** BEGIN Source records **
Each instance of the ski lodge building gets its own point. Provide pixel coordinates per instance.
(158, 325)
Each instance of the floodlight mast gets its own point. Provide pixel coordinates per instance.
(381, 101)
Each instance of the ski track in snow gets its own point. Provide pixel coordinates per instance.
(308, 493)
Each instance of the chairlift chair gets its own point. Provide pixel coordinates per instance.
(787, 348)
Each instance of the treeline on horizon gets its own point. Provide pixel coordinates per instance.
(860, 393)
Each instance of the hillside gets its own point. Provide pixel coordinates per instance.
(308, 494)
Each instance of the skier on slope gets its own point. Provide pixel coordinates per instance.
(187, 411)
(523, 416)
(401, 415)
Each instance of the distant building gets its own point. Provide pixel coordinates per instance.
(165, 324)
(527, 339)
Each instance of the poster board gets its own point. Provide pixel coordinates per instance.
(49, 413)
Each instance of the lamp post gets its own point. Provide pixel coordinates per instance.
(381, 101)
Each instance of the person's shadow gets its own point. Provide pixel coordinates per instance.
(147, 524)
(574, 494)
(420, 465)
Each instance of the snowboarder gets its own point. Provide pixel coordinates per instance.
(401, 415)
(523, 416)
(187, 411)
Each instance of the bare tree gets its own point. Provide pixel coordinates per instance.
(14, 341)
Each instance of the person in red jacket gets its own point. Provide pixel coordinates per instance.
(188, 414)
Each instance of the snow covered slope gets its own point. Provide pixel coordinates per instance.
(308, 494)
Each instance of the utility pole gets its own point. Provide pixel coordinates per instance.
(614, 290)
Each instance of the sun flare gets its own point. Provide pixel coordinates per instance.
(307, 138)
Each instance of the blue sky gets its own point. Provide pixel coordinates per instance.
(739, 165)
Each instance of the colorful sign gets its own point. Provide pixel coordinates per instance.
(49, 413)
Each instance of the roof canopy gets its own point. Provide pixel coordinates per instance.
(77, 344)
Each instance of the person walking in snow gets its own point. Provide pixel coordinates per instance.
** END Source records **
Instructions for the task: The records above should be restated word for word, please.

Exercise solution:
Each instance of the ski lodge building gets its own point. Provide pixel coordinates per instance.
(158, 325)
Each instance of the floodlight mast gets its own point. Provide pixel coordinates per instance.
(381, 101)
Each instance of the ski track in snow gets its own point. Provide pixel coordinates per instance.
(308, 493)
Each instance of the chairlift chair gets its own point. Provide pixel coordinates per instance.
(787, 348)
Each instance of the treeline on horizon gets its own point. Provide pixel coordinates per instance.
(860, 393)
Each instance of the hillside gets its own point. Provide pixel coordinates per instance.
(308, 494)
Each instance of the skier on slope gets its own point. Provide pixel coordinates per instance.
(187, 411)
(523, 416)
(401, 415)
Each instance of the distant building gets its own point. Provide pixel coordinates per instance.
(165, 324)
(527, 339)
Each instance of the poster board gets its own point. Provide pixel coordinates per instance.
(49, 413)
Each instance of the lamp post gets its own point. Provide pixel coordinates per instance.
(381, 101)
Each instance of the person's shadow gets its own point. Provide pixel coordinates per instance.
(147, 524)
(574, 494)
(420, 465)
Each instance of the snowboarder gets its own point. Provide pixel coordinates per instance.
(401, 415)
(523, 416)
(187, 411)
Each instance of the bare tree gets its own point. Provide pixel coordinates per instance.
(14, 341)
Each instance of the person in red jacket gets its own point. Provide pixel coordinates per instance.
(188, 414)
Each instance of the snow covered slope gets its own point. Provide pixel coordinates per instance.
(308, 494)
Each instance of the utility pole gets its own point. Provide pixel coordinates per instance.
(614, 290)
Each instance of the sun flare gets its own point. Provide pixel coordinates per instance.
(307, 138)
Each instance of the blue sky gets its own point. Provide pixel coordinates per instance.
(739, 165)
Each instance of the colorful sign gets its own point. Provide pixel coordinates per instance.
(49, 413)
Each instance of the roof canopy gets its own point. Provide pixel coordinates per instance.
(77, 344)
Each instance of the person walking in snow gets its own point. Provide pixel coordinates per instance.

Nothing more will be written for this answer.